» To be done
Tally the lines in the listing below that contain the string "stain", and reply with that number alone.
[START OF Provided records]
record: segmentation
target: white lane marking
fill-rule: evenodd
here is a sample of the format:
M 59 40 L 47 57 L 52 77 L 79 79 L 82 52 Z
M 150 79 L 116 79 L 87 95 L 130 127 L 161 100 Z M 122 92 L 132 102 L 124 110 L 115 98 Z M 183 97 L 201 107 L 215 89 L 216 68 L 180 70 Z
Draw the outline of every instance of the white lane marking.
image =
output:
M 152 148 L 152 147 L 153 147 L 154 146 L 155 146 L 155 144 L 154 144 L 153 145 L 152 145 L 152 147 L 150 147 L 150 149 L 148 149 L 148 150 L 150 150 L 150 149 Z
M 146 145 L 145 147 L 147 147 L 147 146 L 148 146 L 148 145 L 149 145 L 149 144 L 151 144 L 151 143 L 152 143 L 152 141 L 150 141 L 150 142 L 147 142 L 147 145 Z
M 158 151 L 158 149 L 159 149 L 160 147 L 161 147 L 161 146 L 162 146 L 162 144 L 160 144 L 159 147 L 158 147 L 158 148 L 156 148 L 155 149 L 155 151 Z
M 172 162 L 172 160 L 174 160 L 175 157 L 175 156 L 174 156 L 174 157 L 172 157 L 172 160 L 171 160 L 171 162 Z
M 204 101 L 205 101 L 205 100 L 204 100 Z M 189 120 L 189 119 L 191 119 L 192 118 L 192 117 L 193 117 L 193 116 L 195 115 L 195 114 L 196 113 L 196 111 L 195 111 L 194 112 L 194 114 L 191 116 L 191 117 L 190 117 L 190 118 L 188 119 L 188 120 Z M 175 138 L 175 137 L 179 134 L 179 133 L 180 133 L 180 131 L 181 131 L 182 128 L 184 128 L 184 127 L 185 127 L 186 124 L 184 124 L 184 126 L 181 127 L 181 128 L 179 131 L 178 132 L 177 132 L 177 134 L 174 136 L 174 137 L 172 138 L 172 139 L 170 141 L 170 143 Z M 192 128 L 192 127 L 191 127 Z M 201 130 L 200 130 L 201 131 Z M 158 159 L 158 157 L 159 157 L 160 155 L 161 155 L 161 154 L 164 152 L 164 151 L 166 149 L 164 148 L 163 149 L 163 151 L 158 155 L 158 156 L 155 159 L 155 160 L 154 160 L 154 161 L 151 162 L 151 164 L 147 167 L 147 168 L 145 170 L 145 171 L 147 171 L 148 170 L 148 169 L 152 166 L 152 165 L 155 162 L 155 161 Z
[END OF Provided records]
[START OF Provided records]
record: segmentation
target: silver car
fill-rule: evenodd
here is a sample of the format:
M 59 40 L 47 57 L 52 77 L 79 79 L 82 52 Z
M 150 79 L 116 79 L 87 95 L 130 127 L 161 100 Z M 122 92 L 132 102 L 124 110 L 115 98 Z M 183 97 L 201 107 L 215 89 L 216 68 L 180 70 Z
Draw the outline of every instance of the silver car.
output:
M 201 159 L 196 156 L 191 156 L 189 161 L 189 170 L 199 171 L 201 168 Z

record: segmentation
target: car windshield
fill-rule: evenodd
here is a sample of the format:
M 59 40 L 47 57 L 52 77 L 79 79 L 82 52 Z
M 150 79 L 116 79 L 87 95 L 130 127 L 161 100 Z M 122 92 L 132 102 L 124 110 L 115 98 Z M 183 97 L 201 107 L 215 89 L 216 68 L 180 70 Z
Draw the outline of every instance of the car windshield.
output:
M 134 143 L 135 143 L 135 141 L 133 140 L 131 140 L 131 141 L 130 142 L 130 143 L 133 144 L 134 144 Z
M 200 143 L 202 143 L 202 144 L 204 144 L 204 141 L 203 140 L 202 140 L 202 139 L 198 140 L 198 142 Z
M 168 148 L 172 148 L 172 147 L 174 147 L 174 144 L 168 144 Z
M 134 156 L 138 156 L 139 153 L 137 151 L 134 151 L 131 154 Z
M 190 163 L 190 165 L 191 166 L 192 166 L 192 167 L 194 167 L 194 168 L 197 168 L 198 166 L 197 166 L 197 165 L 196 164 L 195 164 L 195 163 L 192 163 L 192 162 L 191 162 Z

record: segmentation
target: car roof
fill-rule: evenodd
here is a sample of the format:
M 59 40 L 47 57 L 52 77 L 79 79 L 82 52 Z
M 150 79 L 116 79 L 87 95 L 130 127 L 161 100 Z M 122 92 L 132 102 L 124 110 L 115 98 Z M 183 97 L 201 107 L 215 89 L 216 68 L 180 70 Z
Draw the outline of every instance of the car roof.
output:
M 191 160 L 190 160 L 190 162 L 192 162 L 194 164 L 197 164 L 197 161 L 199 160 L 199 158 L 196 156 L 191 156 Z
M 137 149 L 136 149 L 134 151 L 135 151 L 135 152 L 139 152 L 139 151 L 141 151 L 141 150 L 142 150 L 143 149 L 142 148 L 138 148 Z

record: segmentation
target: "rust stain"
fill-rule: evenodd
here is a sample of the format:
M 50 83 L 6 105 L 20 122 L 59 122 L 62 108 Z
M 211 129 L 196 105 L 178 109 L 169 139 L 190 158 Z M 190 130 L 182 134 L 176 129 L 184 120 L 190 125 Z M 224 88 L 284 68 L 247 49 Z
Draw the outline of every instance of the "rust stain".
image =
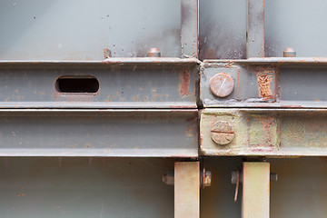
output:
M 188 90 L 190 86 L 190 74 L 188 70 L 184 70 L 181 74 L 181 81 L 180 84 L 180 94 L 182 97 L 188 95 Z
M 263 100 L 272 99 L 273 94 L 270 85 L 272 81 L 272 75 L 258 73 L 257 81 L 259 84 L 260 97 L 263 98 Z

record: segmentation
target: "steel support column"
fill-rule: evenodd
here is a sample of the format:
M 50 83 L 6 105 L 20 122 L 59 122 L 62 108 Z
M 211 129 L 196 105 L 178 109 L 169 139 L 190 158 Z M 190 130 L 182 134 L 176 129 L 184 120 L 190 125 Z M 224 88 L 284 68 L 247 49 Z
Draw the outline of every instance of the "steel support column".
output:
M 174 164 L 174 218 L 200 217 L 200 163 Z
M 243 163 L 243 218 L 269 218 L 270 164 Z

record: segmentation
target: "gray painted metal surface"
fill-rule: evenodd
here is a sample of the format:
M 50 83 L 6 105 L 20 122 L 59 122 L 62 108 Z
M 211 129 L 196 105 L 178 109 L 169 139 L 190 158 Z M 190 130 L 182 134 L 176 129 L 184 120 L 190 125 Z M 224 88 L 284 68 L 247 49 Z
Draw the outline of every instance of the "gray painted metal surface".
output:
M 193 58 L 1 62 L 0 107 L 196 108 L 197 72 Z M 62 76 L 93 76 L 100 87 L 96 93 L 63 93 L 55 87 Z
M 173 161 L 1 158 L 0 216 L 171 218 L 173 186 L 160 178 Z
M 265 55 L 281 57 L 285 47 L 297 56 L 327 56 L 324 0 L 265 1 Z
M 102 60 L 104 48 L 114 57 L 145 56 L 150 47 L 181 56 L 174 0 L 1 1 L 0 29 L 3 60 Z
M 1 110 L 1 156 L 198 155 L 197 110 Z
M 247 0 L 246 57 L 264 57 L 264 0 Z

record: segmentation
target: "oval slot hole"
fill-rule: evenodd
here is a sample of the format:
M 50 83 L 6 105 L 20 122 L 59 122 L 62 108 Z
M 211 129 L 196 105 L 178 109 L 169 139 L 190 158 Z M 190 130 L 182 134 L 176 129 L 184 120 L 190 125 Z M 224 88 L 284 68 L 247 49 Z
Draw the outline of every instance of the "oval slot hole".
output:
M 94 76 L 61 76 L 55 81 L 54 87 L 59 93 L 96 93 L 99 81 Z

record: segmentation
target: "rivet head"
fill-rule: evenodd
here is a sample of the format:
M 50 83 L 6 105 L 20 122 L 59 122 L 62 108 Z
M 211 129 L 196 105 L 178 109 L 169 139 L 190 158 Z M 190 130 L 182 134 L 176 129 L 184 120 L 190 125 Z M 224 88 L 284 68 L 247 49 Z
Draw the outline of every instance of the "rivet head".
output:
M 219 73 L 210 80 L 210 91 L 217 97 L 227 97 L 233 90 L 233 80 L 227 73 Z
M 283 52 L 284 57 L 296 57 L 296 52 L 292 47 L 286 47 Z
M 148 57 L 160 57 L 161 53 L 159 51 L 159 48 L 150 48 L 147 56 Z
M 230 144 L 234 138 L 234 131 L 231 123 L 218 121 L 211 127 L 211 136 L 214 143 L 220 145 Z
[END OF Provided records]
» Result below
2